** WHAT YOU NEED TO DO **
**1)** In the FigureQA introduction, what kind of reasoning do the research and dataset focus on?
**2)** Go on with the FigureQA introduction from its last sentence.

FigureQA: an annotated figure dataset for visual reasoning
Reasoning about figures
Almost every scientific publication is accompanied by data visualizations in the form of graphs and charts. Figures are an intuitive aid for understanding the content of documents, so naturally it is useful to leverage this visual information for machine reading comprehension.
To enable research in this domain we built FigureQA , a new dataset composed of figure images – like bar graphs, line plots, and pie charts – and question and answer pairs about them. We introduce this dataset and the task of answering questions about figures to test the limits of existing visual reasoning algorithms, as well as to encourage the development of new models that can understand qualities and relations that are intuitive for humans.
Figure 1: A sample line plot with some questions and answers taken from FigureQA
FigureQA and the task it introduces align with the research domains of visual question answering and reasoning. Visual question answering (VQA) involves studying an image and question to produce an answer; this requires a joint understanding of images and language to achieve visual comprehension. Our research and dataset focus on relational reasoning, which aims at discovering relationships between abstract properties of elements in an image.

** RECORDS SUPPLIED **
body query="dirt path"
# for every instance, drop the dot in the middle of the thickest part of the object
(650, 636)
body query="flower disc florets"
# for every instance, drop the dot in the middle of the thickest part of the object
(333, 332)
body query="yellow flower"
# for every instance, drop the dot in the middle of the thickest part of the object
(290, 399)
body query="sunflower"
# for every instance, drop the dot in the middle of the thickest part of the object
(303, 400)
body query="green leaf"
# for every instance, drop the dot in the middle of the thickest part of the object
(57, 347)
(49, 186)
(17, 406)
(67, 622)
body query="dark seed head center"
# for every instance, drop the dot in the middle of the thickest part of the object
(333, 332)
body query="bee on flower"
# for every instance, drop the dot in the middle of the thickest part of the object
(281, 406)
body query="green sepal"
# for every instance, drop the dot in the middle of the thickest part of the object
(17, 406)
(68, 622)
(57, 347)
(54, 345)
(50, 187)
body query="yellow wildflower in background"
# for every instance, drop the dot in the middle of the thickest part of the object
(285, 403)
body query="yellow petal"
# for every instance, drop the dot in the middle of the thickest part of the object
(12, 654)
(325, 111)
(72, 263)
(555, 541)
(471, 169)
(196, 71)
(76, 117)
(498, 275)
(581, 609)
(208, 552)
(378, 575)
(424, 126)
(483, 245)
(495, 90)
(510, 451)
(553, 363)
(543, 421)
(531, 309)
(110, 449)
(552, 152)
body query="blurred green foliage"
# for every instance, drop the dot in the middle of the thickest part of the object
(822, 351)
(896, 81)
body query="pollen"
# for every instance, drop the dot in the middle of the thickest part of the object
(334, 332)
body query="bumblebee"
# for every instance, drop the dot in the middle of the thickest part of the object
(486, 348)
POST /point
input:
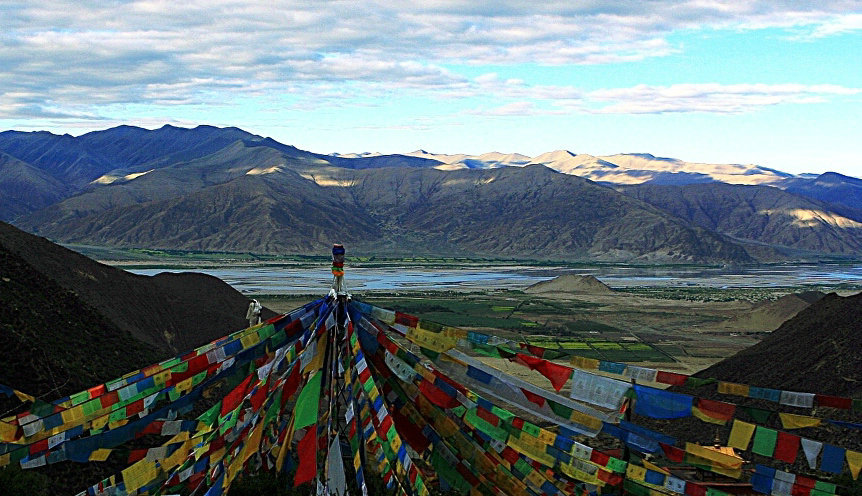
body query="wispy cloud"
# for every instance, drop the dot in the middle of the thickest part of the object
(713, 98)
(67, 58)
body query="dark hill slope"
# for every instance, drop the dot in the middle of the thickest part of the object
(24, 188)
(819, 350)
(843, 193)
(54, 343)
(530, 212)
(169, 312)
(760, 214)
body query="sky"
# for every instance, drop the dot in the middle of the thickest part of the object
(773, 83)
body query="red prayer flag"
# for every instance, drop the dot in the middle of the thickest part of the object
(410, 432)
(599, 458)
(692, 489)
(487, 416)
(833, 401)
(259, 396)
(671, 378)
(673, 453)
(136, 455)
(535, 398)
(234, 398)
(406, 319)
(786, 447)
(436, 395)
(716, 409)
(307, 451)
(556, 373)
(800, 490)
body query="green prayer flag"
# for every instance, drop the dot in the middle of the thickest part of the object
(827, 487)
(307, 404)
(531, 429)
(560, 410)
(210, 416)
(498, 433)
(485, 350)
(429, 353)
(759, 415)
(635, 489)
(79, 398)
(522, 466)
(764, 441)
(696, 382)
(616, 465)
(266, 331)
(714, 492)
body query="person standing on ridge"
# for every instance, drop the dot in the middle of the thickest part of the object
(253, 313)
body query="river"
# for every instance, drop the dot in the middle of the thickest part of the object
(288, 279)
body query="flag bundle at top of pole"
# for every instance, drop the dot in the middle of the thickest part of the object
(338, 268)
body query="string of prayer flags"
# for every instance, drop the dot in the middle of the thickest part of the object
(793, 421)
(832, 459)
(812, 450)
(786, 447)
(656, 403)
(598, 390)
(715, 412)
(764, 441)
(740, 435)
(854, 461)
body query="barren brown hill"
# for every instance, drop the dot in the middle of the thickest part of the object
(769, 315)
(819, 351)
(570, 283)
(168, 312)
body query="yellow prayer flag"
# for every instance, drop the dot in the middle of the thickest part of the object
(178, 456)
(854, 460)
(585, 420)
(733, 388)
(696, 412)
(535, 479)
(100, 455)
(139, 475)
(532, 447)
(740, 434)
(252, 444)
(24, 397)
(8, 432)
(655, 468)
(718, 458)
(792, 421)
(547, 436)
(434, 341)
(635, 472)
(585, 363)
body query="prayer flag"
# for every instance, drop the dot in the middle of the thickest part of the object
(764, 441)
(307, 404)
(833, 459)
(786, 447)
(811, 449)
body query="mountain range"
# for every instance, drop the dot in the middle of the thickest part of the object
(224, 189)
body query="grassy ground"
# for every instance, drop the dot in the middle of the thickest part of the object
(624, 326)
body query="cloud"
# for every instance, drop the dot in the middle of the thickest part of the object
(76, 58)
(713, 98)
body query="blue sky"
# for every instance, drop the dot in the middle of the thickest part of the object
(773, 83)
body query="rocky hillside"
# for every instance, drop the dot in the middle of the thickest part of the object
(758, 214)
(277, 203)
(570, 283)
(819, 350)
(225, 189)
(163, 314)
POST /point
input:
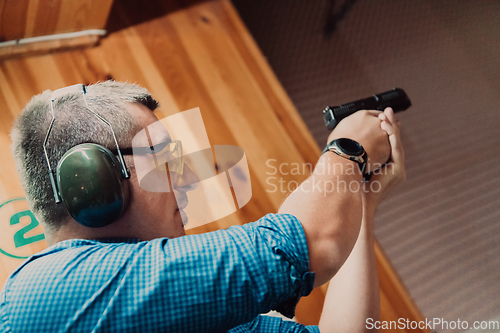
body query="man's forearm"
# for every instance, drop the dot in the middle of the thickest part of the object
(353, 293)
(329, 206)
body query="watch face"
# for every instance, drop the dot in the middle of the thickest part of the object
(350, 147)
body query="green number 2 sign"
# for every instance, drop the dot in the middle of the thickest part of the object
(19, 237)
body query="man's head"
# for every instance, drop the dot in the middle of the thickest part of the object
(127, 107)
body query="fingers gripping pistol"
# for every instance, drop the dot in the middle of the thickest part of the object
(395, 98)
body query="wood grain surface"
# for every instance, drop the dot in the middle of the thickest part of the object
(30, 18)
(198, 56)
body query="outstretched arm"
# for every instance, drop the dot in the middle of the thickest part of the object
(329, 202)
(353, 294)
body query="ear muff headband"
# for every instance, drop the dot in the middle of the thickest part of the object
(94, 170)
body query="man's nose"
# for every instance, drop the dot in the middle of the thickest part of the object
(188, 181)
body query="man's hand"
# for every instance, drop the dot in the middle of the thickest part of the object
(392, 174)
(365, 128)
(353, 293)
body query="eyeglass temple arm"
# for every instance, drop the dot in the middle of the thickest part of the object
(56, 94)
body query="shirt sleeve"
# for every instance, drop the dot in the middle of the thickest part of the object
(267, 324)
(228, 277)
(199, 283)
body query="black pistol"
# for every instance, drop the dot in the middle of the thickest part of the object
(395, 98)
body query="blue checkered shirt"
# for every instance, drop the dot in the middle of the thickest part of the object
(215, 282)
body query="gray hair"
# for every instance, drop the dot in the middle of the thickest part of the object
(73, 125)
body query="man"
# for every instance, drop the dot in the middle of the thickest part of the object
(140, 273)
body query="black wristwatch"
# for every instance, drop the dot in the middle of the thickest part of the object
(350, 150)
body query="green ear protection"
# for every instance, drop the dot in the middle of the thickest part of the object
(90, 179)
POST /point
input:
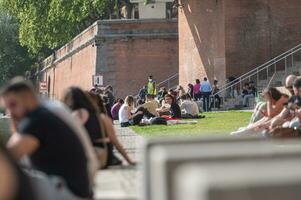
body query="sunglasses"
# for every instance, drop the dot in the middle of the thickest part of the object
(289, 87)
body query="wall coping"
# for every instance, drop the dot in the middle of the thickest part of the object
(99, 33)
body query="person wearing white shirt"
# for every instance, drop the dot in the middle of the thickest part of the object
(189, 108)
(206, 91)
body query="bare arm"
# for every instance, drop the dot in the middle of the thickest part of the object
(113, 138)
(275, 110)
(280, 119)
(22, 145)
(8, 179)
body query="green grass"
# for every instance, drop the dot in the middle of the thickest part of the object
(214, 123)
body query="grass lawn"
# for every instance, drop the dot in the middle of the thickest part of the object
(214, 123)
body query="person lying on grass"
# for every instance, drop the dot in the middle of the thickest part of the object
(170, 108)
(275, 103)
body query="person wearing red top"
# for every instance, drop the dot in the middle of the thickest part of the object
(196, 89)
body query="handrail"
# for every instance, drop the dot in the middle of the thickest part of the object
(265, 65)
(260, 68)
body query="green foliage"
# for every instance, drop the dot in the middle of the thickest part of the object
(14, 59)
(52, 23)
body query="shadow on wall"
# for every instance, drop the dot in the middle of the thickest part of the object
(202, 20)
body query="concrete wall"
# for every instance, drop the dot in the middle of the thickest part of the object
(124, 52)
(222, 38)
(259, 30)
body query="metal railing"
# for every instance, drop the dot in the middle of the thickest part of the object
(266, 68)
(170, 82)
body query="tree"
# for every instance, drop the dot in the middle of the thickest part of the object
(14, 59)
(52, 23)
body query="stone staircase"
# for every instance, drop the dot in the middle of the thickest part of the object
(272, 73)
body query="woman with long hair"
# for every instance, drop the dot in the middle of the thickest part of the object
(84, 108)
(108, 126)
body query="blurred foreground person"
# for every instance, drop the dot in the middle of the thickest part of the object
(50, 141)
(109, 129)
(96, 125)
(13, 181)
(275, 101)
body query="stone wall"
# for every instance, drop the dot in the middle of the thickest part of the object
(222, 38)
(201, 40)
(258, 30)
(124, 52)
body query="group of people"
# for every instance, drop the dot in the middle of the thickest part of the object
(279, 114)
(61, 145)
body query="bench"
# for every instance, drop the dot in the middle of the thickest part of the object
(163, 158)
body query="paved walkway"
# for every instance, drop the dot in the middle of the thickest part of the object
(120, 183)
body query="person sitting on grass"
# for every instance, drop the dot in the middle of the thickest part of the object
(170, 109)
(151, 105)
(109, 130)
(275, 103)
(87, 111)
(189, 108)
(115, 109)
(126, 117)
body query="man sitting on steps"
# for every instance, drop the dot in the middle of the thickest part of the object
(52, 144)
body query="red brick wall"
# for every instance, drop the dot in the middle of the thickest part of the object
(237, 34)
(138, 58)
(201, 40)
(124, 52)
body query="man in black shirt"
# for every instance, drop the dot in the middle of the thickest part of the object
(174, 109)
(50, 142)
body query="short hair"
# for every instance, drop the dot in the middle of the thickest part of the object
(273, 92)
(17, 85)
(149, 96)
(183, 97)
(121, 101)
(297, 83)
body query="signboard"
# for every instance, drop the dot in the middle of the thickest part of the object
(43, 86)
(97, 80)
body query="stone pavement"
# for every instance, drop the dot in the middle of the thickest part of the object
(121, 183)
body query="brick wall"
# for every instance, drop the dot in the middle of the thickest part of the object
(222, 38)
(125, 52)
(201, 40)
(259, 30)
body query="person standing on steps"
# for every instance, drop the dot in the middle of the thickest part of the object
(206, 91)
(151, 86)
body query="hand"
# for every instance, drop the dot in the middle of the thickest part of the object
(298, 113)
(13, 125)
(139, 113)
(132, 163)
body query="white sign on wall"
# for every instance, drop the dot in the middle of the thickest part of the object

** RESULTS IN ORDER **
**1)** Relational reasoning

**2)**
A number of visual question answering and reasoning datasets have been published before FigureQA. Some datasets, like the one introduced with the VQA challenge [1,3], contain photographs or artificial scenes mimicking the real world. These images are accompanied by open-ended, yes-no, or multiple-choice questions that were collected from humans. The high variety in these datasets makes them useful for general visual question answering, but not suited for sophisticated reasoning. Complex scenes require a large amount of common sense knowledge about the world. Acquiring such common sense knowledge does not seem possible given only a VQA dataset.
For models to focus more on reasoning, it is necessary to train on datasets having more restricted and specialized properties. A number of published datasets including NLVR  and CLEVR  achieve this by generating the sample images with a program, rather than annotating natural images. These datasets consist of images with simple geometric elements set in a basic scene, as well as questions that compare these elements based on properties like size, count, and spatial relationships. While such datasets are much better for testing the reasoning abilities of models, they are composed of toy scenes that do not capture the complexity of the real world.
We also note that FigureQA is not the first figure dataset to be published. Existing figure datasets consist of images scraped from research papers with human-annotated plot types, bounding boxes, or values ; similar synthetically generated datasets also exist . These datasets are suitable for the tasks of plot classification, extracting plot values, and optical character recognition (OCR), but not visual reasoning due to their lack of questions and answers.
FigureQA was created to develop deep neural network models that are capable of visual reasoning and can also be applied to a domain of real world data: graphical figures. Our dataset is generated entirely by a program, and has 180,000 images with over two million questions. Except for the test set which is used for evaluation, answers are also provided.
We selected five types of figures commonly found in analytical reports and documents for our dataset, namely: vertical and horizontal bar graphs, line and dotted line plots, and pie charts. The figures were generated randomly using some pre-defined distributions and constraints to ensure a large amount of variety, while making sure they appeared realistic.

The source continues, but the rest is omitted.